Eran Tamir, an employee at IBM Israel whose son Guy has cerebral palsy, took part in the recent make-a-thon and describes TOM as “a miracle.” When Tamir arrived at TOM: TLV, he was swept away by the powerful teams that stayed and worked until midnight, or even dawn. The next day, which happened to be Israeli Election Day, he brought Guy. The makers took time to get to know Guy and to understand him. One group, led by industrial designer Nurit Greenberg, invented a prototype specifically for Guy. They call it “GidiGuy.”
Greenberg says her team was charged with developing a game for children with special needs to be able to play and interact on an equal level with mainstream youths. Guy, for example, cannot use his hands, so the solution centered on his most easily-moved body part: his head.

- _PROBLEM STATEMENT_
Write what comes next in the passage about the TOM: TLV make-a-thon, beginning after its final sentence. The records that come next are separate material and are not part of the passage about the make-a-thon.

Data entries

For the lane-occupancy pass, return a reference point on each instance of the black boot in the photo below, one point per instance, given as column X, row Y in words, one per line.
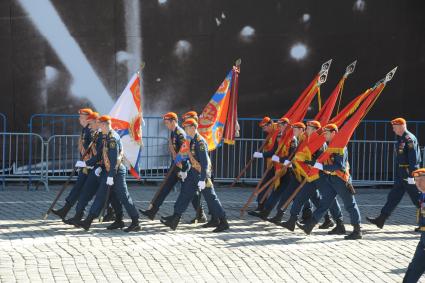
column 75, row 219
column 264, row 214
column 290, row 224
column 117, row 224
column 277, row 218
column 306, row 216
column 339, row 229
column 214, row 222
column 200, row 217
column 223, row 226
column 172, row 222
column 110, row 215
column 256, row 211
column 308, row 226
column 63, row 211
column 328, row 223
column 150, row 213
column 378, row 221
column 134, row 226
column 87, row 222
column 356, row 234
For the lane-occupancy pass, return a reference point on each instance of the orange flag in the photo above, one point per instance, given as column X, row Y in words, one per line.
column 342, row 138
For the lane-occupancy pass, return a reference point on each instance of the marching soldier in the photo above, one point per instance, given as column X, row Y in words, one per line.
column 285, row 149
column 335, row 180
column 196, row 201
column 92, row 183
column 310, row 191
column 407, row 161
column 417, row 265
column 112, row 178
column 197, row 177
column 177, row 138
column 272, row 130
column 83, row 144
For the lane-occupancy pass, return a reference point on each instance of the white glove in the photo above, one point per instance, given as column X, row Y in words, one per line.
column 110, row 181
column 182, row 175
column 257, row 155
column 80, row 164
column 201, row 185
column 318, row 165
column 411, row 181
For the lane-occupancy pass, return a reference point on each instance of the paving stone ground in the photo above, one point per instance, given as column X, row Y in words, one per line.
column 36, row 250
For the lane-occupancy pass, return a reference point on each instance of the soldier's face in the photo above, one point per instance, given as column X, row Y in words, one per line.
column 329, row 135
column 83, row 120
column 267, row 128
column 399, row 129
column 298, row 131
column 92, row 124
column 170, row 124
column 283, row 126
column 104, row 127
column 190, row 130
column 310, row 130
column 420, row 183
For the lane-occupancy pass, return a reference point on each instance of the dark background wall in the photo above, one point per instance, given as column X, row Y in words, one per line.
column 189, row 45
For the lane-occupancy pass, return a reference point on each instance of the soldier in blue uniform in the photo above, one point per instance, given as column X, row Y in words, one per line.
column 197, row 176
column 112, row 177
column 417, row 265
column 335, row 180
column 83, row 145
column 407, row 161
column 177, row 138
column 311, row 191
column 92, row 183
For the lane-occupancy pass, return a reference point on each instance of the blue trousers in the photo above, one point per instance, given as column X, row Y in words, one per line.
column 75, row 192
column 396, row 194
column 119, row 195
column 329, row 187
column 189, row 189
column 88, row 192
column 310, row 191
column 286, row 184
column 417, row 265
column 168, row 187
column 269, row 175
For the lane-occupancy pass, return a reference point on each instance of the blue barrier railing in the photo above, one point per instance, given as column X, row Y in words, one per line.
column 4, row 129
column 64, row 124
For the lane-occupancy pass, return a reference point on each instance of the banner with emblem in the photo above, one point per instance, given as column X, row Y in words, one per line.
column 221, row 113
column 126, row 117
column 341, row 139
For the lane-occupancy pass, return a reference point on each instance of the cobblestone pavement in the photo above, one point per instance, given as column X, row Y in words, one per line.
column 35, row 250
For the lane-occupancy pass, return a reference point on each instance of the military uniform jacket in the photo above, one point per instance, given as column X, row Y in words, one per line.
column 408, row 155
column 177, row 137
column 199, row 158
column 337, row 164
column 96, row 158
column 421, row 213
column 84, row 141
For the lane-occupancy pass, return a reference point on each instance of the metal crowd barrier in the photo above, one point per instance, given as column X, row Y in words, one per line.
column 62, row 154
column 371, row 162
column 48, row 125
column 3, row 122
column 18, row 164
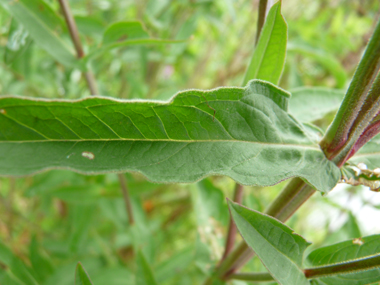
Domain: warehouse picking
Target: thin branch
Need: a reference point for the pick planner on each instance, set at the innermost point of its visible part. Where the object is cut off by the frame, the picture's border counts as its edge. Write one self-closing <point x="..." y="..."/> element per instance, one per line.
<point x="126" y="196"/>
<point x="256" y="277"/>
<point x="261" y="19"/>
<point x="92" y="86"/>
<point x="73" y="29"/>
<point x="230" y="241"/>
<point x="351" y="266"/>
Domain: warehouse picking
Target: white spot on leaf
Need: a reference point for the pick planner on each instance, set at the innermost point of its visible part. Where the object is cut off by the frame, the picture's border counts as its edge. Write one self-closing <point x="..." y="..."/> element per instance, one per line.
<point x="357" y="241"/>
<point x="88" y="155"/>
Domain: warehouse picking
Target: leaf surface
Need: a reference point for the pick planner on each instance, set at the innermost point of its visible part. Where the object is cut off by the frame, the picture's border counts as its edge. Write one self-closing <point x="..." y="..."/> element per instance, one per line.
<point x="268" y="59"/>
<point x="251" y="139"/>
<point x="345" y="251"/>
<point x="309" y="104"/>
<point x="44" y="26"/>
<point x="81" y="276"/>
<point x="278" y="247"/>
<point x="325" y="59"/>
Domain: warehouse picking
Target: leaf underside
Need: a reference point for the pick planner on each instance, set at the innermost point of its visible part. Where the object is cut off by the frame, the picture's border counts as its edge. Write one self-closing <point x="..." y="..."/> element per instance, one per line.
<point x="251" y="139"/>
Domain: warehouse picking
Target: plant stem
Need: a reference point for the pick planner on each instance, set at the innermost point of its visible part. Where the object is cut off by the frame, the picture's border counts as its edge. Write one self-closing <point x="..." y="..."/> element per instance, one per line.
<point x="282" y="208"/>
<point x="261" y="19"/>
<point x="350" y="266"/>
<point x="127" y="200"/>
<point x="73" y="29"/>
<point x="92" y="86"/>
<point x="230" y="241"/>
<point x="359" y="105"/>
<point x="257" y="277"/>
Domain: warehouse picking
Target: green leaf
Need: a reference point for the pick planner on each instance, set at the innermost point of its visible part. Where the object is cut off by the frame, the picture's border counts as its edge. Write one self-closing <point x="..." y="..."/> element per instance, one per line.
<point x="121" y="31"/>
<point x="309" y="104"/>
<point x="41" y="264"/>
<point x="343" y="252"/>
<point x="122" y="34"/>
<point x="325" y="59"/>
<point x="279" y="248"/>
<point x="81" y="276"/>
<point x="251" y="139"/>
<point x="369" y="154"/>
<point x="18" y="42"/>
<point x="144" y="273"/>
<point x="43" y="25"/>
<point x="268" y="59"/>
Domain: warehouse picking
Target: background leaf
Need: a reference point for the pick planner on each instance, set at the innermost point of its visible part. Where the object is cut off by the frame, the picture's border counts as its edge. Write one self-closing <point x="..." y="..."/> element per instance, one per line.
<point x="44" y="26"/>
<point x="279" y="248"/>
<point x="144" y="274"/>
<point x="268" y="59"/>
<point x="345" y="251"/>
<point x="122" y="31"/>
<point x="81" y="276"/>
<point x="179" y="141"/>
<point x="369" y="154"/>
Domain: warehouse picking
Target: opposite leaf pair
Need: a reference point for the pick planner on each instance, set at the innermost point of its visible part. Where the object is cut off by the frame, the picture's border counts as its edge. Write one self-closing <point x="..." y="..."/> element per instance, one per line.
<point x="281" y="251"/>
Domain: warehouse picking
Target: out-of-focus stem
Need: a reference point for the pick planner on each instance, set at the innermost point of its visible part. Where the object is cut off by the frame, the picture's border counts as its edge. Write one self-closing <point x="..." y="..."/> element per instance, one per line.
<point x="127" y="199"/>
<point x="261" y="18"/>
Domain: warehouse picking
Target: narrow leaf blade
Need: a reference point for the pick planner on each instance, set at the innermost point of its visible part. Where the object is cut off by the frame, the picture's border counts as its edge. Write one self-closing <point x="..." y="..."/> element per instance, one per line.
<point x="81" y="276"/>
<point x="278" y="247"/>
<point x="268" y="59"/>
<point x="345" y="251"/>
<point x="251" y="138"/>
<point x="369" y="154"/>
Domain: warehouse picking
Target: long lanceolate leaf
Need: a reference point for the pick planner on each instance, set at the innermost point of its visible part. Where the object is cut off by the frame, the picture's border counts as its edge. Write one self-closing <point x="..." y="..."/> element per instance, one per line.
<point x="361" y="253"/>
<point x="278" y="247"/>
<point x="244" y="133"/>
<point x="43" y="26"/>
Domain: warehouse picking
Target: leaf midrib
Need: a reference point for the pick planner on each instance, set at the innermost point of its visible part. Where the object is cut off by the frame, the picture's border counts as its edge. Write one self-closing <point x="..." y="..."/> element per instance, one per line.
<point x="164" y="140"/>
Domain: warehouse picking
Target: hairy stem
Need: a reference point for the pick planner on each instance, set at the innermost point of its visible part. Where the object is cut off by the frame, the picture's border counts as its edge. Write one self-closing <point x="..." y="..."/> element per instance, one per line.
<point x="357" y="108"/>
<point x="127" y="199"/>
<point x="282" y="208"/>
<point x="230" y="241"/>
<point x="92" y="86"/>
<point x="261" y="19"/>
<point x="256" y="277"/>
<point x="351" y="266"/>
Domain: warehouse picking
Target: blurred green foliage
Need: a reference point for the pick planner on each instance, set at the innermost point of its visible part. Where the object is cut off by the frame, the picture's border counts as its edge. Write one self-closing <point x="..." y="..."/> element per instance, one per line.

- _EXPECTED OUTPUT_
Greenberg’s team, which consisted of a mechanical engineer, economic consultant, architect, and others, designed a game similar to “Simon Says,” using sensors and colored lights. The system recognizes the direction in which Player 1 turns his head. If the player moves right, a red light turns on, while a yellow light is activated by a move to the left, and so on. Player 2 must mimic Player 1. As the players engage, the color sequences get longer and more difficult. Now, Greenberg is in touch with one of Israel’s major hospitals for youths with disabilities to determine if this is something that could be further developed and brought to market.
Tomer Daniel works in the Wi-Fi division at Intel Israel. At night, “I build stuff,” Daniel says.
Daniel got involved in the maker community a few years ago, entering make-a-thon/hack-a-thon contests on weekends and evenings. He says he created several gimmicks, including a PAC-MAN® helmet that players wear to direct the joystick, using their heads.
“You nod left, down, up, right, and the PAC-MAN moves,” Daniel says. “It is so funny, it only moves when you open and close your mouth, too. But this is something that is smart but useless.” But TOM, says Daniel, is “smart and useful. It is helping people.”
Daniel and his team created another helmet during the TOM competition. This one assists a blind person in navigating his home. Using sensors like the ones in a cell phone, it gauges the distance between a person and walls or other objects, keeping the blind person safer from harm.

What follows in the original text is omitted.